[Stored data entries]
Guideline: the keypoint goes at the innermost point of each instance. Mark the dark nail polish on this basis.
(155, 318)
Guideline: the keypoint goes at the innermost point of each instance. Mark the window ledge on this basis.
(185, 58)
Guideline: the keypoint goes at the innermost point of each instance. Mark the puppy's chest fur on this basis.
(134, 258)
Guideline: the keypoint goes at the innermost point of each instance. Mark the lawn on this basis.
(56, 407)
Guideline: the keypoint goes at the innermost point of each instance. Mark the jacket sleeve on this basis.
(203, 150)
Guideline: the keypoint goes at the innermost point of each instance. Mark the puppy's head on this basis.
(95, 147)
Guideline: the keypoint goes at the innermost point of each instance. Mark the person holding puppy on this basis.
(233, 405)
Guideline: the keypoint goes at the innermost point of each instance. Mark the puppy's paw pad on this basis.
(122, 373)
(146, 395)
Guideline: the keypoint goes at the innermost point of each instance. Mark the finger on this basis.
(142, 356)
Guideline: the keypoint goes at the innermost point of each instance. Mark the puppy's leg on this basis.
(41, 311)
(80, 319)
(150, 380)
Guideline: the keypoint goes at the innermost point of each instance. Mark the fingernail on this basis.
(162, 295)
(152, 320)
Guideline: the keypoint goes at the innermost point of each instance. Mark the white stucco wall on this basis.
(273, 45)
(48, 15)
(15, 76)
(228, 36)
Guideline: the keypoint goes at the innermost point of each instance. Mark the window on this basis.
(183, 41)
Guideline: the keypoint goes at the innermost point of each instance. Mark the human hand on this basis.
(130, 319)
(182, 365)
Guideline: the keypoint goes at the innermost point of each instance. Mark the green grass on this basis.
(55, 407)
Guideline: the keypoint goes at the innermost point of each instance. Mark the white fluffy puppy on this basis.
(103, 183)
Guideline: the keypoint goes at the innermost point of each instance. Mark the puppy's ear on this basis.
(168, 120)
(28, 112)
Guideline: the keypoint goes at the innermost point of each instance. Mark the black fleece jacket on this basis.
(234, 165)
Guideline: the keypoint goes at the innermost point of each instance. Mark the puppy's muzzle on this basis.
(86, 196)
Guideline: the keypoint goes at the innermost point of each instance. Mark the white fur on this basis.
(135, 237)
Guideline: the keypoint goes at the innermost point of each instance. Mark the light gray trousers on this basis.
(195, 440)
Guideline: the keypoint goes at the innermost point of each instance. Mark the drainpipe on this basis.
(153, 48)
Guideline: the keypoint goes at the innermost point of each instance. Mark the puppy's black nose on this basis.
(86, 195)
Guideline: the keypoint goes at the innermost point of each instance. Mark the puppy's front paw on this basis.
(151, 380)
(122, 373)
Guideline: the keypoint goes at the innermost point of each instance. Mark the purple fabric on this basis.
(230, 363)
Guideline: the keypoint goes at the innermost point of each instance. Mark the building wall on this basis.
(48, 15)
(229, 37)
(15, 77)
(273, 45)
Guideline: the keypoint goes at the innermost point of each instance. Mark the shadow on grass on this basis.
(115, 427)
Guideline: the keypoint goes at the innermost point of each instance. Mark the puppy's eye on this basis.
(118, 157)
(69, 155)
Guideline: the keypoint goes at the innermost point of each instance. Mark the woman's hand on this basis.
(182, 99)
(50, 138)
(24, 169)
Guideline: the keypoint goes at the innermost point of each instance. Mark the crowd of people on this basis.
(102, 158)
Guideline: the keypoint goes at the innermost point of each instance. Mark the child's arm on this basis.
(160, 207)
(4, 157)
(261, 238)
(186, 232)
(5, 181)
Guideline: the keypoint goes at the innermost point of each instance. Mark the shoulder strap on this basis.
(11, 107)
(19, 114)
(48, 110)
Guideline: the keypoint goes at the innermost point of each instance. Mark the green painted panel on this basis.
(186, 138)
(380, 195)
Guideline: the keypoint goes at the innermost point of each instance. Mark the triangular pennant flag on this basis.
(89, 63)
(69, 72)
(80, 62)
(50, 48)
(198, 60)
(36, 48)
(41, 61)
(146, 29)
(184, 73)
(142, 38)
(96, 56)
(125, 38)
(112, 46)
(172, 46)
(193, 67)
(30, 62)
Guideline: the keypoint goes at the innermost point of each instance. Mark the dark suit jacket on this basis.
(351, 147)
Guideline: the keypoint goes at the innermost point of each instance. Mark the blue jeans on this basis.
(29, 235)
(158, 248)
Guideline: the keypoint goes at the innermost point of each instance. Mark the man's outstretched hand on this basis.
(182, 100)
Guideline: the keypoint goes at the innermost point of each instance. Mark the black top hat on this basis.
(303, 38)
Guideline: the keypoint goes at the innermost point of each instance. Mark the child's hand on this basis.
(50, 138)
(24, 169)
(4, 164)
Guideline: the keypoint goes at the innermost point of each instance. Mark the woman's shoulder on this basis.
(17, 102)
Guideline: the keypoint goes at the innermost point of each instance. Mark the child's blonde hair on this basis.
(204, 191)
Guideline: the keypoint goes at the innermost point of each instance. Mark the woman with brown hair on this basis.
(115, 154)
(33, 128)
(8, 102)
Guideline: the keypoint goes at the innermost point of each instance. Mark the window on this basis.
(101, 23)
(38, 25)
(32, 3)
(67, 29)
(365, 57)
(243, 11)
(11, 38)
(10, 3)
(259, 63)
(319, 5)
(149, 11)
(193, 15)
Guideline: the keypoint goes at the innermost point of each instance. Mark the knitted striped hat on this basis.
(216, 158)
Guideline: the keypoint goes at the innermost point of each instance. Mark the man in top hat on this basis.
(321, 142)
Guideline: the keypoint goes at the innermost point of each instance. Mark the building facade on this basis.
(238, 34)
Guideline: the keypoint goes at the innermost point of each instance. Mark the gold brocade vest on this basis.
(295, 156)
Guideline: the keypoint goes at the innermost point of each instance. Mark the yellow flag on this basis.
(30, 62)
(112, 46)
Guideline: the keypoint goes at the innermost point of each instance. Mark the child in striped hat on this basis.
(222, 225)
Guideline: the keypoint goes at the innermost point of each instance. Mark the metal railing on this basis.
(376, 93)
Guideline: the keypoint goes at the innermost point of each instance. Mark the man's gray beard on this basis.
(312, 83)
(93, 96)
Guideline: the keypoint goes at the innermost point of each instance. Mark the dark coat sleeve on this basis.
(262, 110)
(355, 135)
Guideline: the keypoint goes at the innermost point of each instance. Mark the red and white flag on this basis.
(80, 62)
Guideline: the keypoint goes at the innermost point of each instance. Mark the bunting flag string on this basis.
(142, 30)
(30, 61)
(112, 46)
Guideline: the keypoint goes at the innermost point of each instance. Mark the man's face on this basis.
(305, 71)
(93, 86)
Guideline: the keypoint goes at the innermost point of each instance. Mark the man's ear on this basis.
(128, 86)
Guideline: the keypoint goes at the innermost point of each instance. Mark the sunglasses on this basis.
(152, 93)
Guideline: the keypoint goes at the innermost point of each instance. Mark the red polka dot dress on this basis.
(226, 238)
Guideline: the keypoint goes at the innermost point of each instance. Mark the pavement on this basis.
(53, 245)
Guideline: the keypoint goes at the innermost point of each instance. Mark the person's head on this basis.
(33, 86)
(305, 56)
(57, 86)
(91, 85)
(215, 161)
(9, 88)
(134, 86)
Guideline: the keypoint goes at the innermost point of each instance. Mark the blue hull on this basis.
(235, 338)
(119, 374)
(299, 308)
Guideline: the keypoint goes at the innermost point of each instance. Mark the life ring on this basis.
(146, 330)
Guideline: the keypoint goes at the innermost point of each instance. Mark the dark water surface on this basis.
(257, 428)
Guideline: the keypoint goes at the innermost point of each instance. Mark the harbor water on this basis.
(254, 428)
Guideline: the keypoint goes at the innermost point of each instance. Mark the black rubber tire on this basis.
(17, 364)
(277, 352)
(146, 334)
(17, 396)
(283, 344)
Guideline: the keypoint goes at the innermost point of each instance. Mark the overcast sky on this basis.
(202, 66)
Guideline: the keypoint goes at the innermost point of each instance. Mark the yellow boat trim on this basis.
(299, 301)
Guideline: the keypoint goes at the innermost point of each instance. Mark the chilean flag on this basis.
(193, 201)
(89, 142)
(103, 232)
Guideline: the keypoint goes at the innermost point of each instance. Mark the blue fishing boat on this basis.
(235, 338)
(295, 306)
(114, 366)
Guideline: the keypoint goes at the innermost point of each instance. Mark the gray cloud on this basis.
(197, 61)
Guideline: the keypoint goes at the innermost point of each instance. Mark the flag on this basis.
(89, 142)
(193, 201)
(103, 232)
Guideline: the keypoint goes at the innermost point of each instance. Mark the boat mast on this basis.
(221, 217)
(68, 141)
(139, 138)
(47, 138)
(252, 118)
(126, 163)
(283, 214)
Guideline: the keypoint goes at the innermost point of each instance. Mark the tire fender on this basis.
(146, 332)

_What needs to be done:_
Using the records above, please repeat the line with "surface on this basis." and every line after it exactly, and give no other text.

_Output:_
Guideline: the keypoint goes at the innermost point of each instance. Mark the dark water surface on this basis.
(257, 428)
Guideline: the keypoint goes at the innermost point of each instance. Mark the harbor water on this basis.
(254, 428)
Guideline: the keypoint goes at the innermost point of each instance. Mark the black rubber tire on this basis.
(17, 364)
(277, 352)
(146, 334)
(17, 396)
(283, 344)
Guideline: the keypoint goes at the innermost point of each instance. Mark the overcast sky on this basis.
(202, 66)
Guideline: the keypoint goes at the innermost point of each instance. Mark the yellow boat trim on this basis.
(299, 301)
Guideline: the keypoint goes at the innermost point of each instance. Mark the chilean flag on this basis.
(193, 201)
(89, 142)
(103, 232)
Guideline: the keypoint goes at the innermost point of each instance. Mark the blue fishing boat on this basis.
(235, 338)
(295, 306)
(114, 366)
Guideline: the keypoint goes at the innermost point of each instance. Mark the gray cloud on this basis.
(197, 61)
Guideline: the keypoint goes at the innermost point of each instance. Mark the flag on this basis.
(89, 142)
(193, 201)
(103, 232)
Guideline: the keypoint goes at the innermost point of each instance. Mark the boat mast on this basis.
(221, 217)
(68, 141)
(139, 138)
(47, 138)
(252, 118)
(126, 163)
(283, 214)
Guideline: the keypoint goes at the innermost point of each instance. Mark the tire fender on this basis.
(146, 332)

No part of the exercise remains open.